Home

 

 

 

 

... coincidências

 

 

Deixem-me contar uma história, para este meu site não ser sempre um aborrecimento. É uma história verdadeira, aconteceu comigo, tem amizade, Jazz e coincidências e apetece-me contá-la. Tem um preâmbulo.

Tenho um amigo, digamos que se chama Pedro, que vive na Catalunha. Pois o Pedro, ao fim de vinte anos de uma promissora carreira nos impostos, conheceu uma catalã, apaixonou-se, desempregou-se e foi atrás dela prá Catalunha.

Algumas línguas viperinas dirão que a história ilustra bastante a atracção que a instituição tributária nacional pode exercer sobre os seus quadros, mas eu prefiro dizer que foi a força do amor que levou o Pedro. A verdade é que o meu grande amigo Pedro deixou os impostos e foi trabalhar para uma gasolineira numa aldeola do interior da Catalunha, não muito longe da fronteira já, a uns trinta kms de Girona e outros tantos da terra do Salvador Dali. A aldeia onde vive terá, no seu núcleo urbano, uns mil habitantes.

Enfim, poderia ficar aqui a falar sobre a minha amizade com o Pedro, ou sobre as suas qualidade e defeitos, mas para a história interessa que o conheci bem, e que a amizade perdurou sobre a distância. A nossa amizade já tem décadas, e foi sendo alimentada pelas visitas anuais do Pedro e pelo humor fácil das larachas via email.
Pois um dia meti-me a caminho e fui com outro amigo, digamos que o Zé, ter com o Pedro à Catalunha. Avião para Barcelona, comboio até Girona e o Pedro foi-nos buscar.

Dias divertidos. O Pedro faz sempre questão de nos passear, conhecemos os arredores, fomos a Figueres, e passámos muitas tardes na palheta, no pequeno terraço de sua casa, com a mulher do Pedro e alguns amigos. Comíamos por norma em casa do Pedro, ou ocasionalmente num tasco para conhecermos uma das iguarias locais, o arroz negro, os calçots, as sépias e o tamboril com mexilhões, as botifarras e outras.

Pois um dia, a história começa verdadeiramente aqui, fomos comer ao restaurante da aldeia que, talvez por se situar numa encruzilhada de estradas, costuma ser frequentada ao almoço. É um restaurante sem história, mas ao que percebi, o Pedro não costuma lá comer e nós nunca mais voltámos.

Pois antes ainda de começar a comer fui à casa de banho fazer as minhas necessidades e lavar as mãos. Estava eu virado de frente para o urinol, quando um cartaz me chamou a atenção: era um A3 coberto por uma placa plástica transparente, que me pareceu lá estar há algum tempo. O cartaz constava de um desenho estilizado de um saxofonista e uma extensa legenda de que não entendi patavina, para além de dois nomes que me chamaram a atenção: Joshua Redman e Charles McPherson. O outro urinol tinha um cartaz semelhante, mas nenhum nome conhecido.

*INSTRUÇÕES:*
1 > Responda às perguntas seguintes com base no relato da viagem à Catalunha.
(a) Ao fim de quantos anos de carreira nos impostos partiu o Pedro para a Catalunha?
(b) Em que tipo de estabelecimento foi o Pedro trabalhar na Catalunha?
(c) Que dois nomes conhecidos figuravam no cartaz afixado junto ao urinol?
2 > Retome o relato da viagem à Catalunha a partir da última frase apresentada.

Registos extraídos de uma coleção
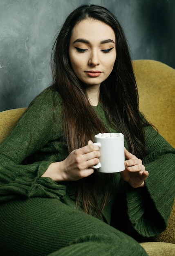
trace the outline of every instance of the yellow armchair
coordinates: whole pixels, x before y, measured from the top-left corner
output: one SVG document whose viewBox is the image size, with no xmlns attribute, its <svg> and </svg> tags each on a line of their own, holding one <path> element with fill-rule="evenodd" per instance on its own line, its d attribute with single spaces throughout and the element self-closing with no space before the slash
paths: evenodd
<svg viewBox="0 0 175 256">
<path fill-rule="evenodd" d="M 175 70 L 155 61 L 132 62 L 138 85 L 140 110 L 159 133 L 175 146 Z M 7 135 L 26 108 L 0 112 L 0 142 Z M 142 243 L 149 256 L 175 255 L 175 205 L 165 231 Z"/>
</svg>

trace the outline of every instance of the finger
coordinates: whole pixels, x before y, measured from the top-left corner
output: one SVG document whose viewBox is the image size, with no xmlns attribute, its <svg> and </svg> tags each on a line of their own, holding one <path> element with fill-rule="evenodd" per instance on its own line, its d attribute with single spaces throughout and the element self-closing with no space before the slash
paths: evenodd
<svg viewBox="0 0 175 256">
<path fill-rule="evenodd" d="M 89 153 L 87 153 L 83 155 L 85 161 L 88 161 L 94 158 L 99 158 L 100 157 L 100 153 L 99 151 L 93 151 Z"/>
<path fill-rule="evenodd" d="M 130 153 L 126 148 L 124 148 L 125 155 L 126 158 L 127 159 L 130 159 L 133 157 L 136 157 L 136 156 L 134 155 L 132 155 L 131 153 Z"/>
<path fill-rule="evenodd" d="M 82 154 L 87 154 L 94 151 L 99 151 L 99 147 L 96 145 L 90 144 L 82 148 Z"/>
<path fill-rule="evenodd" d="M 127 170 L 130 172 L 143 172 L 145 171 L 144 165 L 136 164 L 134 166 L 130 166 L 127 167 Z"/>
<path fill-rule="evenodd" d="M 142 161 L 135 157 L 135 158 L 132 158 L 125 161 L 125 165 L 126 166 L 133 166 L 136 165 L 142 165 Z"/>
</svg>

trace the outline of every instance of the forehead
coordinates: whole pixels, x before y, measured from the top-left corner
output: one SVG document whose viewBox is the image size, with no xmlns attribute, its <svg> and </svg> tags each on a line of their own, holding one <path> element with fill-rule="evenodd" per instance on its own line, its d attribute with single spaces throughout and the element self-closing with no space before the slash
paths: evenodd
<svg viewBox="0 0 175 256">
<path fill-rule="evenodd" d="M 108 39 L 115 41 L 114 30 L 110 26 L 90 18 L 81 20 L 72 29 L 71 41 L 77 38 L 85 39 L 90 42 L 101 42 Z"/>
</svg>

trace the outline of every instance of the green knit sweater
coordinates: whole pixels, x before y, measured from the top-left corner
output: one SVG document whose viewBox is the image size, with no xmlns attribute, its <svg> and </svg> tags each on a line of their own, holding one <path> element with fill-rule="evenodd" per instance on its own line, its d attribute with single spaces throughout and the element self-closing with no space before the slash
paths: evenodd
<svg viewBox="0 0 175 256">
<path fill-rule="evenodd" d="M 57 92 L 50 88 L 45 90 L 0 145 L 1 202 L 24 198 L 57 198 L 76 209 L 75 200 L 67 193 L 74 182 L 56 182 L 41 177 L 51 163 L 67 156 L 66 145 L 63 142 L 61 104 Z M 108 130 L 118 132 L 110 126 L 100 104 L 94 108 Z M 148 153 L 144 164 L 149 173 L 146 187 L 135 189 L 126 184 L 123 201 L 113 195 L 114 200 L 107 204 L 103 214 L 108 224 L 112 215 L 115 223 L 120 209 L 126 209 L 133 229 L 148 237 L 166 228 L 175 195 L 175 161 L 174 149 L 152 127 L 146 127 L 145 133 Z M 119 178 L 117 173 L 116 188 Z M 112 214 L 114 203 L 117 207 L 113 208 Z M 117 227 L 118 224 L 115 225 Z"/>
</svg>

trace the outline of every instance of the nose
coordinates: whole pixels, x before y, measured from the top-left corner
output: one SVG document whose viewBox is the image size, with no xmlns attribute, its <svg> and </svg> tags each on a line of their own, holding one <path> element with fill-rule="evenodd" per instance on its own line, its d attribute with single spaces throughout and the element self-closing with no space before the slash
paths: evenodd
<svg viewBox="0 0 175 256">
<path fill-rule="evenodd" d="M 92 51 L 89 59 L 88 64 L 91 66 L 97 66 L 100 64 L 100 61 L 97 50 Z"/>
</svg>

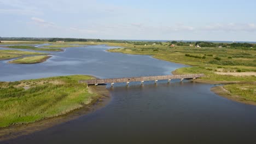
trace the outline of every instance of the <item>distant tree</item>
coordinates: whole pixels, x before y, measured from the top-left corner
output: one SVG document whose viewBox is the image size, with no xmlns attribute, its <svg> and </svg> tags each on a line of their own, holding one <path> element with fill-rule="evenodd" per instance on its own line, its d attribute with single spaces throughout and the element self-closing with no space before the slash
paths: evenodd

*RESPOSTAS POR TAREFA:*
1 >
(a) Ao fim de vinte anos.
(b) Numa gasolineira.
(c) Joshua Redman e Charles McPherson.

2 >
Achei graça e chamei os meus amigos e o Pedro traduziu: o cartaz anunciava um concerto na praia de l’Estartit, algures na Costa Brava, mas não tinha referência ao ano em que tinha ocorrido embora, curiosamente, o dia do mês de Julho fosse o dia seguinte. Mas claramente a placa que cobria o cartaz já tinha anos.  

Ainda assim a curiosidade fez-nos pesquisar na internet e para nosso espanto o Pedro descobriu que Redman e McPherson iam tocar em l’Estartit no dia seguinte!

Era um pouco estranho, nem na aldeia do Pedro, nem nas localidades por onde passámos, nem em nenhum outro local para além da praia de L’Estartit encontrámos alguma referência aos concertos, mas lá fomos.

A praia de L’Estartit é uma baía que termina num promontório sobre uns rochedos. Nesse promontório foi montada uma estrutura metálica que suporta o palco e as bancadas onde se sentam uns duzentos. De um lado e do outro está o chape-chape do mar calmo do Mediterrâneo, bastante limpo, com uma iluminação que pode ser considerada pirosa, tipicamente praiana, com holofotes no mar escondidos por detrás das rochas. Enfim, a verdade é que funcionou muito bem como iluminação para o concerto. O primeiro concerto começou ainda antes do sol se pôr, com uma temperatura que não andou longe dos 30 graus.

Devo confessar que nem sabia que Charles McPherson era vivo, e não me recordo de o ter visto antes. McPherson fez-se notar como o vigoroso saxofonista da banda de Charlie Mingus, e talvez o tenha visto tocar em Cascais, nos anos 70. Mas eu era muito novo e tenho uma recordação longínqua do concerto de Charles Mingus, e não faço ideia de quem tocava na banda por essa altura. Pois não é que o senhor Charles Mcherson fazia 80 anos em 24 de Julho de 2019 e foi comemorá-los na Costa Brava?!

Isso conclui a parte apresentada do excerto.